Output only the span of lines that begins at the line containing "Get white metal frame." and ends at the last line of the data, both included, exactly as they appear.

┌─ Data listing

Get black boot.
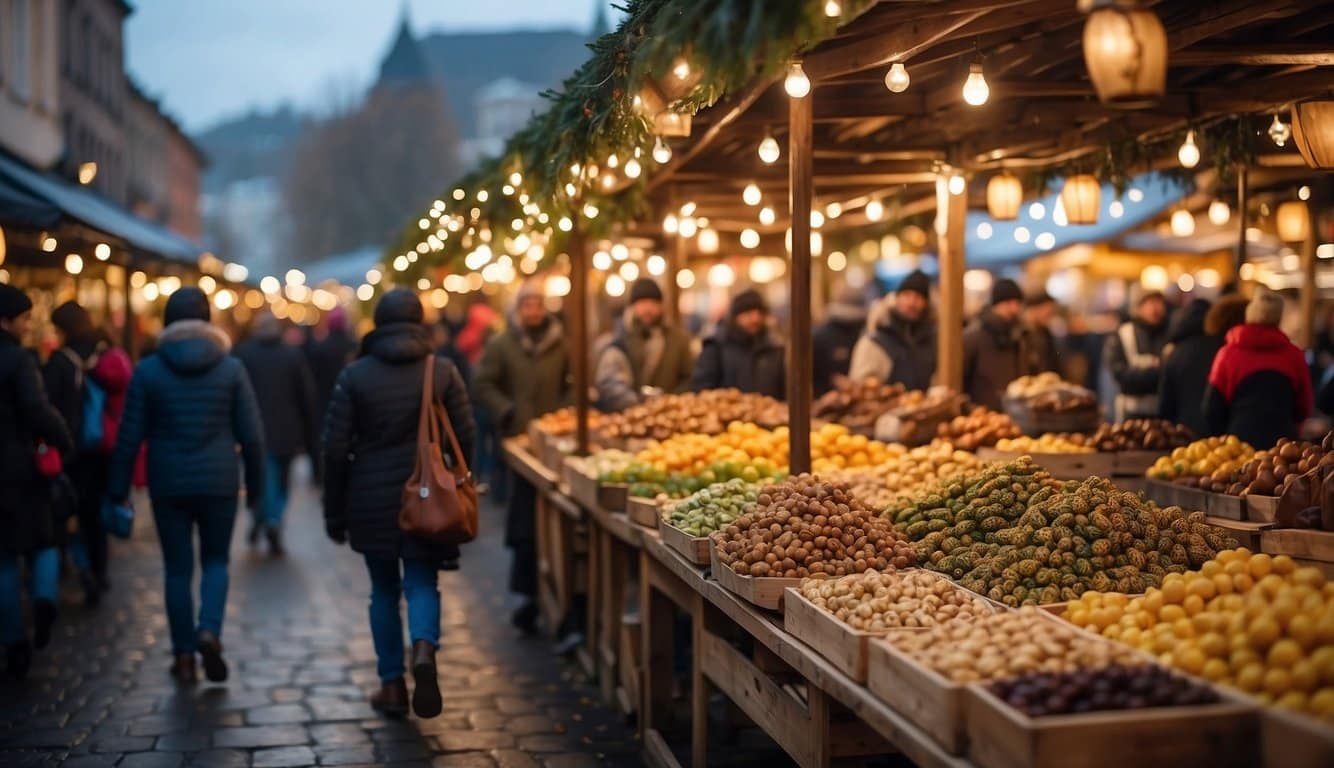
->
[32,600,56,649]
[7,639,32,680]
[412,640,443,719]
[199,629,227,683]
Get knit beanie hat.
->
[730,288,768,317]
[899,269,931,301]
[0,283,32,320]
[630,277,663,304]
[163,287,212,325]
[375,288,426,327]
[51,300,92,337]
[991,277,1023,307]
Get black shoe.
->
[510,600,538,635]
[32,600,56,648]
[199,629,227,683]
[7,640,32,680]
[371,677,408,717]
[412,640,443,719]
[264,525,287,557]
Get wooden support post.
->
[935,176,968,391]
[1233,164,1249,280]
[787,86,815,475]
[567,224,590,456]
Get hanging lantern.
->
[1061,173,1102,224]
[1274,200,1311,243]
[987,172,1023,221]
[1083,3,1167,109]
[1293,99,1334,171]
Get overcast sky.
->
[125,0,610,131]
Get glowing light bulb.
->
[884,61,912,93]
[1177,131,1199,168]
[963,63,991,107]
[783,61,811,99]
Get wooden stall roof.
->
[640,0,1334,237]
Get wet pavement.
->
[0,480,642,768]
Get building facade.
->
[0,0,64,169]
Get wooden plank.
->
[964,685,1259,768]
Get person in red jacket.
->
[1205,289,1313,449]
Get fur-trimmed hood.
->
[157,320,232,376]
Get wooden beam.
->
[1167,43,1334,67]
[787,89,816,475]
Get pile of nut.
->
[599,389,784,440]
[888,607,1145,683]
[802,569,991,632]
[935,405,1023,451]
[712,475,915,579]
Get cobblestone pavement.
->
[0,480,640,768]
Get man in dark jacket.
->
[848,269,936,389]
[321,288,475,717]
[0,284,73,679]
[233,312,323,555]
[1205,289,1313,451]
[108,288,264,684]
[472,281,571,633]
[594,277,694,411]
[811,287,866,397]
[1103,291,1167,421]
[963,279,1030,411]
[1023,291,1061,373]
[690,288,787,400]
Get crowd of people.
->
[0,272,1334,717]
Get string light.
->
[1177,131,1199,168]
[884,61,912,93]
[783,61,811,99]
[1269,112,1293,147]
[963,61,991,107]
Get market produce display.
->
[1005,372,1098,413]
[822,440,982,509]
[712,475,915,577]
[800,569,992,632]
[598,389,787,440]
[935,405,1023,451]
[890,456,1237,605]
[996,432,1095,453]
[663,479,759,536]
[1077,419,1195,453]
[987,664,1218,717]
[1146,435,1255,489]
[888,608,1146,683]
[1065,549,1334,723]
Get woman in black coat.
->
[323,288,476,717]
[0,284,73,679]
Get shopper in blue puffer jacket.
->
[108,288,264,684]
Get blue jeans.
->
[366,555,440,683]
[263,453,292,528]
[0,547,60,645]
[153,496,236,653]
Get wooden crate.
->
[866,639,967,755]
[1261,707,1334,768]
[626,496,663,531]
[1246,493,1278,523]
[963,685,1259,768]
[658,517,712,565]
[978,448,1115,480]
[710,548,802,613]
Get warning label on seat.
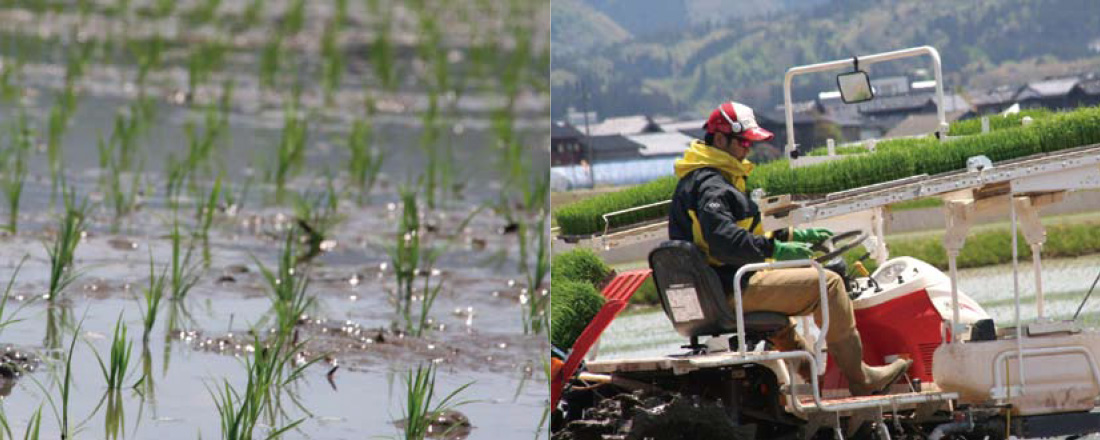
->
[664,285,703,322]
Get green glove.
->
[771,241,814,261]
[791,228,833,244]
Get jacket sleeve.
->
[695,186,773,266]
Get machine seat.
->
[649,240,791,348]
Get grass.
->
[208,332,317,440]
[195,176,222,266]
[253,230,314,336]
[389,188,422,328]
[187,41,229,94]
[294,179,343,263]
[552,248,612,287]
[168,220,201,303]
[348,119,386,202]
[96,314,133,391]
[550,278,604,350]
[260,33,283,89]
[367,0,397,91]
[268,102,309,200]
[550,248,613,349]
[321,12,347,105]
[519,213,551,333]
[402,363,473,440]
[554,107,1100,235]
[141,250,168,344]
[0,113,34,234]
[46,191,88,304]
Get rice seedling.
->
[348,119,386,202]
[141,250,168,343]
[184,0,221,25]
[46,98,72,185]
[241,0,265,29]
[46,190,88,304]
[947,108,1054,136]
[151,0,176,19]
[519,215,551,333]
[187,41,229,94]
[130,33,162,94]
[65,34,97,88]
[554,107,1100,235]
[389,188,421,325]
[195,176,221,265]
[268,102,309,201]
[0,59,23,101]
[294,178,342,263]
[252,230,314,336]
[321,13,347,105]
[282,0,306,35]
[168,219,201,301]
[0,113,34,234]
[208,332,317,440]
[260,33,283,89]
[96,314,133,391]
[550,278,604,350]
[402,363,473,440]
[367,0,397,91]
[550,248,612,287]
[20,405,42,440]
[420,95,450,209]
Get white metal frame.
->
[783,46,948,161]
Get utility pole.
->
[581,77,596,188]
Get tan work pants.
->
[729,267,856,351]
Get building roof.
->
[661,119,706,139]
[967,86,1020,107]
[883,110,967,138]
[626,131,692,156]
[587,134,641,154]
[1077,78,1100,95]
[589,114,661,136]
[550,121,584,139]
[1016,77,1081,101]
[857,94,933,114]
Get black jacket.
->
[669,168,774,292]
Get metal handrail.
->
[990,345,1100,399]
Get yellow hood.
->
[673,140,752,182]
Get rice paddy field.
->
[0,0,550,440]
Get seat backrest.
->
[649,240,737,338]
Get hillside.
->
[550,0,630,56]
[552,0,1100,117]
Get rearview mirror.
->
[836,70,875,103]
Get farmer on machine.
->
[669,101,911,396]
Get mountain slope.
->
[552,0,1100,116]
[550,0,630,54]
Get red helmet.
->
[703,101,776,142]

└─

Solution to this problem:
Get white metal frame.
->
[783,46,948,161]
Get utility pole.
->
[581,77,596,188]
Get tan work pants.
->
[729,267,856,351]
Get building roof.
->
[661,119,706,139]
[967,86,1020,107]
[883,110,967,138]
[626,131,692,156]
[587,134,641,154]
[1077,78,1100,95]
[589,114,661,136]
[550,121,584,139]
[1016,77,1081,101]
[857,94,933,114]
Get black jacket.
->
[669,168,774,292]
Get metal handrail.
->
[990,345,1100,399]
Get yellow hood.
->
[673,140,752,182]
Get rice paddy field.
->
[0,0,550,440]
Get seat backrest.
->
[649,240,737,338]
Get hillside.
->
[550,0,630,56]
[552,0,1100,117]
Get rearview mirror.
->
[836,70,875,103]
Get farmer on machine.
->
[669,101,911,396]
Get mountain slope.
->
[552,0,1100,116]
[550,0,630,54]
Get red helmet.
->
[703,101,776,142]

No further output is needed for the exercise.